| AIM |
Render every line of the rows below as a Markdown table with the columns "Line No." and "Content", numbering each line and skipping blank ones. Leave the pictures out of the table.

************

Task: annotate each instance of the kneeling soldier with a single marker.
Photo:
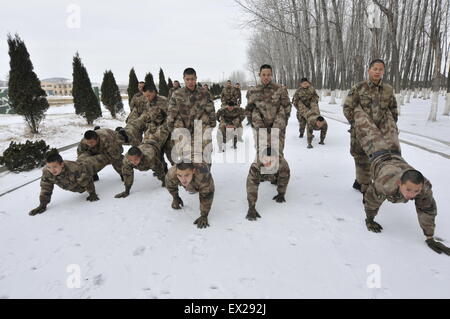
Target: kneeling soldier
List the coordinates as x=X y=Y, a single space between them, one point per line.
x=195 y=178
x=68 y=175
x=270 y=167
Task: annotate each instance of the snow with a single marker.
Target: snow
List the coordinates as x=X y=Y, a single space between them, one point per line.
x=314 y=245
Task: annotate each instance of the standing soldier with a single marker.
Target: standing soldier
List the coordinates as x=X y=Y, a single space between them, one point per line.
x=195 y=178
x=229 y=93
x=68 y=175
x=377 y=99
x=305 y=97
x=392 y=178
x=237 y=86
x=176 y=86
x=188 y=105
x=268 y=107
x=100 y=148
x=230 y=127
x=268 y=167
x=137 y=104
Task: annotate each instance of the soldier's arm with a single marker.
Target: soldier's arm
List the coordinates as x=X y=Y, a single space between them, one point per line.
x=284 y=175
x=426 y=210
x=206 y=195
x=46 y=190
x=253 y=180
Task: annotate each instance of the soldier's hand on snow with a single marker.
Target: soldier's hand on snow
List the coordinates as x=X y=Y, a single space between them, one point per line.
x=373 y=226
x=38 y=210
x=177 y=202
x=202 y=222
x=252 y=214
x=279 y=198
x=92 y=197
x=438 y=246
x=122 y=195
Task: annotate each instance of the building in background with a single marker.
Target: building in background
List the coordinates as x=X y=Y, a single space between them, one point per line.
x=57 y=86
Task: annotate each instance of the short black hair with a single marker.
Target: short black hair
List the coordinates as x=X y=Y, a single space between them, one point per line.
x=373 y=62
x=90 y=135
x=269 y=152
x=265 y=66
x=412 y=176
x=134 y=151
x=149 y=88
x=184 y=166
x=53 y=156
x=189 y=71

************

| RESPONSE TO THIS TASK |
| Line No. | Content |
|---|---|
| 1 | Task: annotate each instance of the kneeling soldier with a single marker. |
| 2 | Photo: |
| 3 | Target: kneeling soldier |
| 4 | List the coordinates as x=X y=Y, a single space between them, one point per line. |
| 5 | x=195 y=178 |
| 6 | x=68 y=175 |
| 7 | x=270 y=167 |
| 8 | Task: annotate each instance of the snow with a single marker. |
| 9 | Target: snow |
| 10 | List the coordinates as x=X y=Y, a single space between them, one point per line. |
| 11 | x=314 y=245 |
| 12 | Task: annotate each instance of the standing soldier with a single marker. |
| 13 | Target: standing soldier |
| 14 | List the coordinates as x=X y=Y, a single space between them, one point per line. |
| 15 | x=195 y=178 |
| 16 | x=229 y=93 |
| 17 | x=68 y=175 |
| 18 | x=377 y=99 |
| 19 | x=305 y=97 |
| 20 | x=392 y=178 |
| 21 | x=237 y=86 |
| 22 | x=176 y=86 |
| 23 | x=188 y=105 |
| 24 | x=268 y=107 |
| 25 | x=100 y=148 |
| 26 | x=230 y=127 |
| 27 | x=268 y=167 |
| 28 | x=137 y=104 |
| 29 | Task: annotate each instance of the soldier's arm with a single marker. |
| 30 | Target: soldier's arm |
| 31 | List the coordinates as x=X y=Y, a single space between them, one point per line. |
| 32 | x=284 y=175 |
| 33 | x=426 y=210 |
| 34 | x=206 y=195 |
| 35 | x=46 y=190 |
| 36 | x=253 y=180 |
| 37 | Task: annotate each instance of the soldier's hand on snow with a single marker. |
| 38 | Target: soldier's hand on snow |
| 39 | List the coordinates as x=X y=Y, a single space between them, one point per line. |
| 40 | x=373 y=226 |
| 41 | x=38 y=210 |
| 42 | x=177 y=202 |
| 43 | x=202 y=222 |
| 44 | x=252 y=214 |
| 45 | x=279 y=198 |
| 46 | x=92 y=197 |
| 47 | x=438 y=246 |
| 48 | x=122 y=195 |
| 49 | Task: annotate each instance of the building in background with a single marker. |
| 50 | Target: building in background |
| 51 | List the coordinates as x=X y=Y, a single space between them, one point per line. |
| 52 | x=57 y=86 |
| 53 | Task: annotate each instance of the short black hair with a single marker. |
| 54 | Target: short black hair |
| 55 | List the coordinates as x=X y=Y, a single space between them, one point per line. |
| 56 | x=373 y=62 |
| 57 | x=90 y=135 |
| 58 | x=269 y=152 |
| 59 | x=265 y=66 |
| 60 | x=412 y=176 |
| 61 | x=134 y=151 |
| 62 | x=149 y=88 |
| 63 | x=184 y=166 |
| 64 | x=53 y=156 |
| 65 | x=189 y=71 |